• [EXERCISE DIRECTIONS] Only one portion of the data is to be written out: from the line bearing "Target: jagged rock" through the line bearing "Locate the hiker in grey". Write it exactly as it appears.

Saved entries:
::::
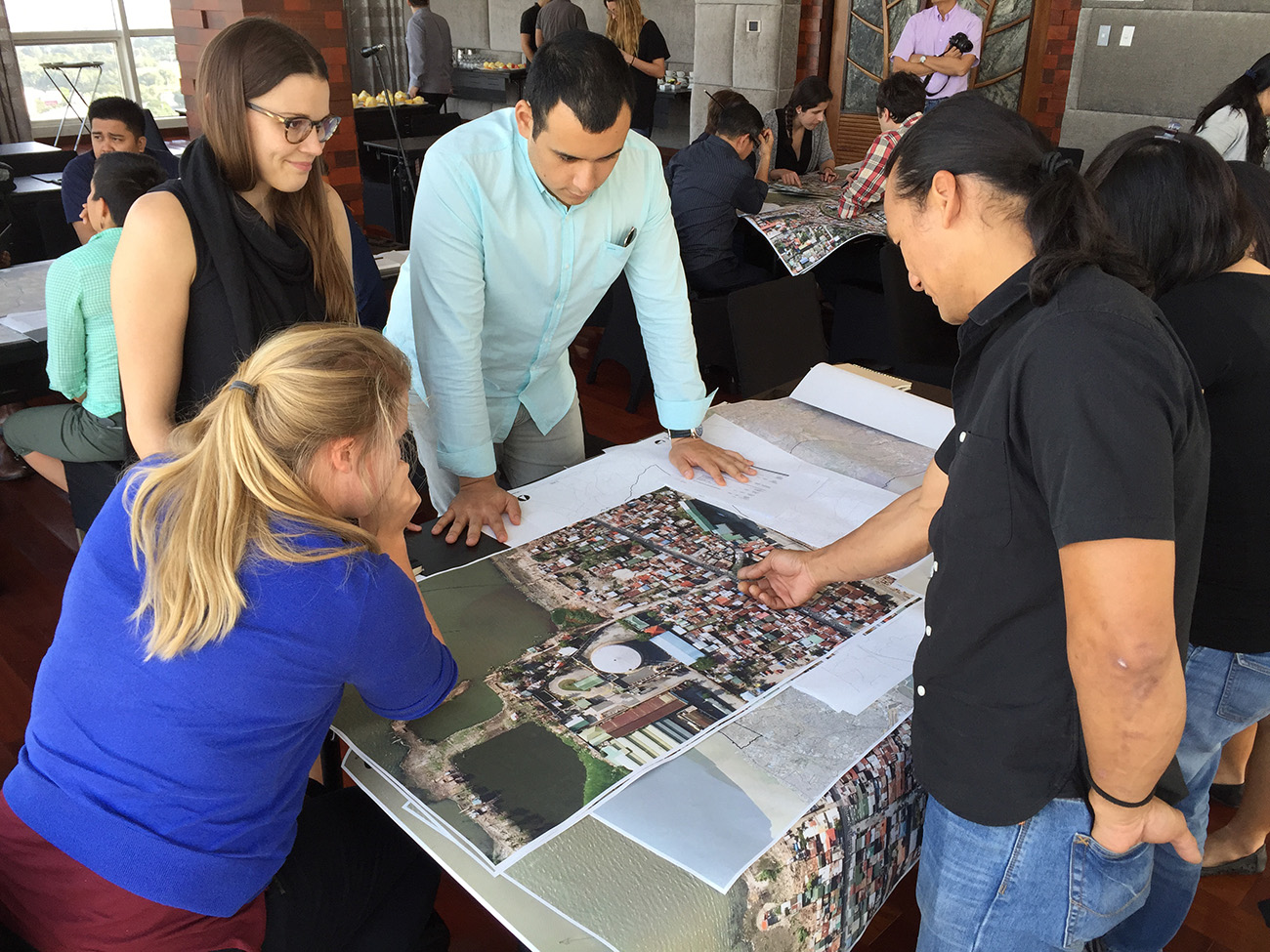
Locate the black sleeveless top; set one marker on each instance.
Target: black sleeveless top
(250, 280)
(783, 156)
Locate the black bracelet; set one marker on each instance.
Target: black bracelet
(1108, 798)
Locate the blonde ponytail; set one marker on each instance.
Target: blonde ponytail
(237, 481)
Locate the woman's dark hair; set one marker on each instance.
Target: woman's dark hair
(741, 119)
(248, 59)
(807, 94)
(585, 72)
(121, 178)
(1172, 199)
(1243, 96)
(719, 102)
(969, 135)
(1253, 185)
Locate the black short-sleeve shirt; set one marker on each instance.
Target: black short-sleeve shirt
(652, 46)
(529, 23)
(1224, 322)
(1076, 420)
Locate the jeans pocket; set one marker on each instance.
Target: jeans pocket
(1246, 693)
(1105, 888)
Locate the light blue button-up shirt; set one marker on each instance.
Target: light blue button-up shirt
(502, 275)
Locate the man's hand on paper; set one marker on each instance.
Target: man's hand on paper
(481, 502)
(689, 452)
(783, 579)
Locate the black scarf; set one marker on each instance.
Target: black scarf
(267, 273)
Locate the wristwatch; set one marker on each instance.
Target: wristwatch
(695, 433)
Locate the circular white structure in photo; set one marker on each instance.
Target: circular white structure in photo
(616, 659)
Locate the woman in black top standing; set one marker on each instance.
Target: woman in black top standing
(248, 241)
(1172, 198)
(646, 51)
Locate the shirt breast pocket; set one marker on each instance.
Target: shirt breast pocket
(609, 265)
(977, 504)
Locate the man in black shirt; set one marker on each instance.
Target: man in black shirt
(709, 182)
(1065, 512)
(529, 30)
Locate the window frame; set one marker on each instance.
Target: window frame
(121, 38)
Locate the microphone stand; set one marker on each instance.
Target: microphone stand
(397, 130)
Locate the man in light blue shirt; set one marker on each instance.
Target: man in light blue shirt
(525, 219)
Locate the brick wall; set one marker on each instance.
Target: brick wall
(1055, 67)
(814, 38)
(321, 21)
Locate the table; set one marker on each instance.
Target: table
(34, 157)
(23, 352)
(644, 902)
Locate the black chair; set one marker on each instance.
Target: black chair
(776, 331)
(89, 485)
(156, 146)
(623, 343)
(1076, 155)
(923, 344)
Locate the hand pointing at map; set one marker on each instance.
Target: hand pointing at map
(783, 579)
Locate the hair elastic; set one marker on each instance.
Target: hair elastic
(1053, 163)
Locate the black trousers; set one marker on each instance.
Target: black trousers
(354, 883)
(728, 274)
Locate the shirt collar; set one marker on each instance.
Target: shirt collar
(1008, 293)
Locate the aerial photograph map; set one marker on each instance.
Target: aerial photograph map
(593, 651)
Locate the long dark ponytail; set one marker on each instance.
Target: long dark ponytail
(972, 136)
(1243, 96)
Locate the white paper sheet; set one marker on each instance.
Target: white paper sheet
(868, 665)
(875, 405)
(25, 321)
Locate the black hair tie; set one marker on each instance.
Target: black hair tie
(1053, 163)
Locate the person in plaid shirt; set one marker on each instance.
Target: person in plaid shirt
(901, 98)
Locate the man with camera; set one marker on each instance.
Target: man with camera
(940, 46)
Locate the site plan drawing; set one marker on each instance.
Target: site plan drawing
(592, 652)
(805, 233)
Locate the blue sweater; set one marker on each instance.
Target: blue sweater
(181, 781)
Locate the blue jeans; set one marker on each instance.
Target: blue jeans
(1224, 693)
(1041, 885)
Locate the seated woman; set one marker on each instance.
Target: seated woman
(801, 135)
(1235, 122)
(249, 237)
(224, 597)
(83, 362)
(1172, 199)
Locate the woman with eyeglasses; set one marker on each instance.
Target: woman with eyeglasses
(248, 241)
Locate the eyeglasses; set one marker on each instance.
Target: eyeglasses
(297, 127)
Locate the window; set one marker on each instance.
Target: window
::::
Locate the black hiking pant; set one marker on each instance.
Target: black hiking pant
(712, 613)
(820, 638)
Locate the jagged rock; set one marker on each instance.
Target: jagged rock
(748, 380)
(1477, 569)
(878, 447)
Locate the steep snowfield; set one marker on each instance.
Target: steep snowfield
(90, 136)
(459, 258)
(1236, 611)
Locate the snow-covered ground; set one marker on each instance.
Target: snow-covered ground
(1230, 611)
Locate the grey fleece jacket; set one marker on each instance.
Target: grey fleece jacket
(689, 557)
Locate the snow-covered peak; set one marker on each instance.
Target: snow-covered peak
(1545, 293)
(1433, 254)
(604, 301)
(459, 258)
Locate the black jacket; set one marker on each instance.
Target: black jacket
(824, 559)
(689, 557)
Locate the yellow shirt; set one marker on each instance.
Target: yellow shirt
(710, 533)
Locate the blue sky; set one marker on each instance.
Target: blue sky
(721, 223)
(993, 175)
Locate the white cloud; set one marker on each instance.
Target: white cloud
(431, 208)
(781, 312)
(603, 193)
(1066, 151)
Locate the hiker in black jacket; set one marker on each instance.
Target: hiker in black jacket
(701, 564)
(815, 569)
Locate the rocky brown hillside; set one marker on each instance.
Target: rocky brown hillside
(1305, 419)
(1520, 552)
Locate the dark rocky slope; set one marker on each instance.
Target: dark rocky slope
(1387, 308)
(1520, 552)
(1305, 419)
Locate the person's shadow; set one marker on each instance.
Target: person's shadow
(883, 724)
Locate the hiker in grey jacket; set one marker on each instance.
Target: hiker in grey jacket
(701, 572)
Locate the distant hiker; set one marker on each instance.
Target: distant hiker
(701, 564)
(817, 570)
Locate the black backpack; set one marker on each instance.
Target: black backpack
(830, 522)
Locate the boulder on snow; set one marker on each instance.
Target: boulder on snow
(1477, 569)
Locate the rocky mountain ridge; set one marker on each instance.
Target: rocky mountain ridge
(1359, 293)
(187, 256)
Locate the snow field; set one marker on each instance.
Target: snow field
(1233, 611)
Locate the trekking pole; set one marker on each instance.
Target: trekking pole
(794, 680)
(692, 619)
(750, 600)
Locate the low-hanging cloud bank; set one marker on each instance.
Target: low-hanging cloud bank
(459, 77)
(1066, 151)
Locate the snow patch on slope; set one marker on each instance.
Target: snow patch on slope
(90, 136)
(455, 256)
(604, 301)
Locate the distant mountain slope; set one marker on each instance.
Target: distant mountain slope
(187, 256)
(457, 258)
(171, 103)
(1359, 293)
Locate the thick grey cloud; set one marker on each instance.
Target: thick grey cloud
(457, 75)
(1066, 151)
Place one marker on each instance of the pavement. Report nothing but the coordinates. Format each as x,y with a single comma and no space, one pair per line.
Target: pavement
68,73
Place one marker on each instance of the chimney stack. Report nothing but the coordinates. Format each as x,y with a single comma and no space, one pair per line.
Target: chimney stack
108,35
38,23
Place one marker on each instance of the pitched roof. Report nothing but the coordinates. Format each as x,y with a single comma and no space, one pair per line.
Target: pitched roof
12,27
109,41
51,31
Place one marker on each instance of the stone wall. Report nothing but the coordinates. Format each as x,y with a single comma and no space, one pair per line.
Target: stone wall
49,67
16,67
::::
• [EXERCISE RESPONSE]
Target: jagged rock
(748, 380)
(1477, 569)
(878, 447)
Locate the steep snowfield; set one marker on each instance.
Target: steep snowfield
(90, 136)
(459, 258)
(1236, 611)
Locate the snow-covered ground; set one marker on each instance.
Target: snow-covered ground
(1230, 611)
Locate the grey fleece jacket; set one marker on each instance.
Target: grey fleece jacket
(689, 557)
Locate the snow-covered peak; set one marker on each instance.
Target: snow-covered peak
(1545, 293)
(1433, 254)
(604, 301)
(459, 258)
Locate the black jacket; set one marker on each instance.
Target: black jacket
(824, 559)
(689, 557)
Locate the yellow shirt; set one marker on each instance.
Target: yellow shirt
(710, 533)
Locate the blue sky; set one marker on each instance.
Target: blue sky
(721, 223)
(993, 175)
Locate the white cloud; set one marker on each instance.
Target: white cloud
(431, 208)
(781, 312)
(603, 193)
(1066, 151)
Locate the hiker in black jacket; set one marker on each instance.
Target: hiker in black jacket
(701, 564)
(815, 569)
Locate the rocky brown hillside; set one marker on each instance.
Target: rocky brown hillside
(1305, 419)
(1520, 552)
Locate the dark rocky slope; set one marker on each instance.
Target: dark rocky slope
(1387, 308)
(1520, 552)
(1305, 419)
Locate the person's shadow; set one marker on each instance.
Target: person's shadow
(883, 724)
Locate the hiker in grey jacket; set one marker on each instance.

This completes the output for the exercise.